- _Short problem_
Locate every line in the items below that contains the word "background" and copy each such line. Case counts.

- _The records_

══════

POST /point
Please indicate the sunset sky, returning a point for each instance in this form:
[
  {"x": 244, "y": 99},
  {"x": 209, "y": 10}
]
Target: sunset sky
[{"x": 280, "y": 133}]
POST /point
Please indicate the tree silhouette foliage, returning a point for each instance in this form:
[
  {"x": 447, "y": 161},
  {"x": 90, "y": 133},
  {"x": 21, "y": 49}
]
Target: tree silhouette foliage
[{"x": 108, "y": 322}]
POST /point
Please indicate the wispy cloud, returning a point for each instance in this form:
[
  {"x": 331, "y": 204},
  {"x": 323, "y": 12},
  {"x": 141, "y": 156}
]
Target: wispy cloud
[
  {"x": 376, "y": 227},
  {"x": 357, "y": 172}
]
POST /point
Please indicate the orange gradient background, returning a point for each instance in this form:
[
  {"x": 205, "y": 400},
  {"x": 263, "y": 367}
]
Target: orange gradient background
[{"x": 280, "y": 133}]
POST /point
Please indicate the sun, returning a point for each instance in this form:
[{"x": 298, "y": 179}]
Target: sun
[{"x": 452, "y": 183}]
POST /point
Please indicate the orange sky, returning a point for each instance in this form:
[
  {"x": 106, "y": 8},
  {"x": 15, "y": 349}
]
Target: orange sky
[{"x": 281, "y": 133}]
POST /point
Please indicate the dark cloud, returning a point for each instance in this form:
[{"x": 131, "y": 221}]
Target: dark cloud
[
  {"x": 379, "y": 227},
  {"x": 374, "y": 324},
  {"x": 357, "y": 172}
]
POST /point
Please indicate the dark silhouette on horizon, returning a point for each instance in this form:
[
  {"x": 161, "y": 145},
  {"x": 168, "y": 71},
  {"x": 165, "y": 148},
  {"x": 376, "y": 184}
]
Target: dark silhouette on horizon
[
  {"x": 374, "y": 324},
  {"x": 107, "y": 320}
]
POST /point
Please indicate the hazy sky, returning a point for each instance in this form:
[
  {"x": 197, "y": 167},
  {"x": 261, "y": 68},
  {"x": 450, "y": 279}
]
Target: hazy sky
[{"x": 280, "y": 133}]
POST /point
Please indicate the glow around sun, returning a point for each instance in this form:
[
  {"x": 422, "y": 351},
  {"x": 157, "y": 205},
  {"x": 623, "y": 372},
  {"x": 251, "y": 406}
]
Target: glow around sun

══════

- _Exercise result_
Please indicate the orange gradient background, returning a point for each instance in this form:
Target: orange gradient background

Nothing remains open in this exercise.